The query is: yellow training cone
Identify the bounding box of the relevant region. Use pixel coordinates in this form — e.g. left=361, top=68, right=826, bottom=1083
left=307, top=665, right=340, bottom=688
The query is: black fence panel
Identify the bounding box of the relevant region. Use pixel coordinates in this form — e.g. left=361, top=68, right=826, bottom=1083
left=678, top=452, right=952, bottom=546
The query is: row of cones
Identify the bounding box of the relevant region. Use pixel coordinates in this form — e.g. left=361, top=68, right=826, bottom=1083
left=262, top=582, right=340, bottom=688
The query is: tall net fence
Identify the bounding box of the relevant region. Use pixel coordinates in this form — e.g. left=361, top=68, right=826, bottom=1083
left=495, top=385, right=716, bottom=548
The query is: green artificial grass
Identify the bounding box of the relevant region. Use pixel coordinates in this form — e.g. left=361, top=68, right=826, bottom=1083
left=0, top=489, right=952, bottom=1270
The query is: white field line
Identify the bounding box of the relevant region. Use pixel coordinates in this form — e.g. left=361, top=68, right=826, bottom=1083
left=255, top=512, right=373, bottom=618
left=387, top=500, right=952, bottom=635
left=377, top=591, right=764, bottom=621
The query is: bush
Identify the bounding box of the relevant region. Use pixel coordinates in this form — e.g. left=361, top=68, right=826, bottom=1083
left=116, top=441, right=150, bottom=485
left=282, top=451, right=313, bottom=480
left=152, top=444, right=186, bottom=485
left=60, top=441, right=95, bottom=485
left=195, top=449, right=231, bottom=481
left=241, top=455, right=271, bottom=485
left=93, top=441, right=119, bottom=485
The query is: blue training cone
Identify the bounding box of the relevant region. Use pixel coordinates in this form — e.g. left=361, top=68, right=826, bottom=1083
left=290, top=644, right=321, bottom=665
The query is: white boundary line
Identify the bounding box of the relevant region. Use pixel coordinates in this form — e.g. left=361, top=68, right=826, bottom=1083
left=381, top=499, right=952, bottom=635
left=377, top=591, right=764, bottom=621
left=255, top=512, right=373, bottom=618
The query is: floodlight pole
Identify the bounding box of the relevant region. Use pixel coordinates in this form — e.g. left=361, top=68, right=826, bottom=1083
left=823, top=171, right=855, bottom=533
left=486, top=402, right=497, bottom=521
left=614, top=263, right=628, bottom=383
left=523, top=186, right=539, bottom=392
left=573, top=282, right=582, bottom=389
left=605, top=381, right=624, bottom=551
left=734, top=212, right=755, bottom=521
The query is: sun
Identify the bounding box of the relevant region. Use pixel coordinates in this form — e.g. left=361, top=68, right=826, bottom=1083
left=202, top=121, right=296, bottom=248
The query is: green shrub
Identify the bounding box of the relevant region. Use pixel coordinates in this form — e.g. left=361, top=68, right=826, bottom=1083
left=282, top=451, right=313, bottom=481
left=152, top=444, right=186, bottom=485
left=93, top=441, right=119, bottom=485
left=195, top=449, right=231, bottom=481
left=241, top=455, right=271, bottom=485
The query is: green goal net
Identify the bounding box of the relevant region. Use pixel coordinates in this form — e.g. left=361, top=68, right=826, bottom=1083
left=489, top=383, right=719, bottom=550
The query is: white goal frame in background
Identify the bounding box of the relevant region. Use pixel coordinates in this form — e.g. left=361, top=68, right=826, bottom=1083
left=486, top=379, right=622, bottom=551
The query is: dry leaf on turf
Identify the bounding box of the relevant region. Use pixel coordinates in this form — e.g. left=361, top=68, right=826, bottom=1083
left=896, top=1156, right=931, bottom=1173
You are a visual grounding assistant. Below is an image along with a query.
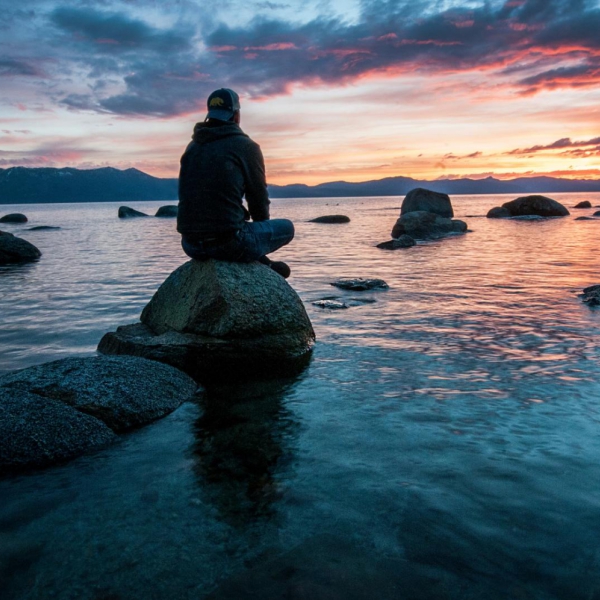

PROBLEM REQUIREMENTS = Reproduce the full listing above line for line, verbatim, omitting the pictures.

SOLUTION TO THE PROBLEM =
The query is: yellow training cone
Identify the bounding box of the relevant region. Use pixel coordinates in this form — e.g. left=361, top=68, right=826, bottom=1083
left=307, top=665, right=340, bottom=688
The query is: black fence panel
Identify the bounding box of the relevant region. Use pixel coordinates in this form — e.g. left=361, top=68, right=826, bottom=1083
left=678, top=452, right=952, bottom=546
The query is: row of cones
Identify the bounding box of the relevant region. Use pixel coordinates in this form — e.g. left=361, top=68, right=826, bottom=1083
left=262, top=582, right=340, bottom=688
The query is: tall net fence
Identify the bounding box of the relevant region. Use pixel coordinates in this form — e.g. left=361, top=68, right=826, bottom=1083
left=495, top=385, right=716, bottom=548
The query is: green artificial grass
Identify the bounding box of the relevant region. Use pixel coordinates in this form — e.g. left=361, top=68, right=826, bottom=1083
left=0, top=489, right=952, bottom=1270
The query is: white field line
Identify the bounding box of the relevant region. Use pixel coordinates in this form — e.g. left=361, top=68, right=826, bottom=1083
left=255, top=512, right=373, bottom=618
left=387, top=500, right=952, bottom=635
left=377, top=591, right=764, bottom=621
The query is: bush
Identify the bounding box of the relevant region. Use pixel coordinates in this form — e.g. left=361, top=68, right=826, bottom=1083
left=116, top=441, right=150, bottom=485
left=282, top=451, right=313, bottom=480
left=152, top=444, right=186, bottom=485
left=60, top=441, right=95, bottom=485
left=195, top=449, right=231, bottom=481
left=241, top=455, right=271, bottom=485
left=93, top=441, right=119, bottom=485
The query is: blue training cone
Identify the bounding box of the relevant region. Use pixel coordinates in this form — e.g. left=361, top=68, right=826, bottom=1083
left=290, top=644, right=321, bottom=665
The query is: white boundary line
Identify the bounding box of the relevant region. Use pixel coordinates in this form — e.g. left=361, top=68, right=826, bottom=1083
left=381, top=499, right=952, bottom=635
left=377, top=591, right=764, bottom=621
left=255, top=512, right=373, bottom=618
The query is: floodlight pole
Identify the bounding box of the relevant region. Use pixel coordinates in this form — e.g. left=361, top=68, right=826, bottom=1083
left=823, top=171, right=855, bottom=533
left=486, top=402, right=497, bottom=521
left=614, top=263, right=628, bottom=383
left=523, top=186, right=539, bottom=392
left=573, top=282, right=582, bottom=389
left=605, top=381, right=624, bottom=551
left=734, top=212, right=755, bottom=521
The query is: sun
Identify the bounding box of the relevant region. Use pixel coordinates in this form — e.g. left=361, top=68, right=826, bottom=1083
left=202, top=121, right=296, bottom=248
The query is: green shrub
Identify the bounding box of the relevant region. Use pixel coordinates in this form — e.g. left=361, top=68, right=826, bottom=1083
left=282, top=451, right=313, bottom=481
left=152, top=444, right=186, bottom=485
left=93, top=441, right=119, bottom=485
left=195, top=449, right=231, bottom=481
left=241, top=455, right=271, bottom=485
The query is: green goal net
Identify the bounding box of the relevant region. Use pixel coordinates in this form — e.g. left=361, top=68, right=826, bottom=1083
left=489, top=383, right=719, bottom=550
The query is: white goal frame in background
Identify the bounding box of the relevant region. Use pixel coordinates in this form — e.g. left=361, top=68, right=826, bottom=1083
left=486, top=379, right=622, bottom=551
The query is: dry leaf on turf
Identify the bounding box of the relevant region. Use pixel coordinates in this form — e.g. left=361, top=68, right=826, bottom=1083
left=896, top=1156, right=931, bottom=1173
You are a visual grounding assistant. Below is an image along with a query.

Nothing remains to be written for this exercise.